***** Extracted records *****

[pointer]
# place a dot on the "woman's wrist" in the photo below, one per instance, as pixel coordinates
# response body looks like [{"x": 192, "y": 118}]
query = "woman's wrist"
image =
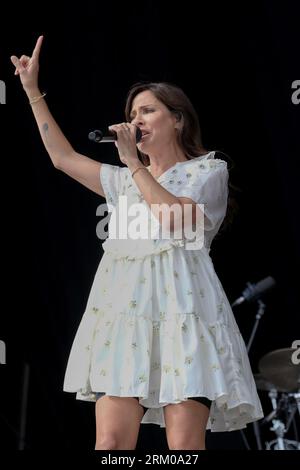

*****

__Task statement__: Copy out the listing above word for word, leaving out the pictures.

__Correct output__:
[pointer]
# place a dot on the "woman's wrist" in the photo below, one per instance, as pixel coordinates
# response body looks like [{"x": 192, "y": 118}]
query = "woman's wrist"
image =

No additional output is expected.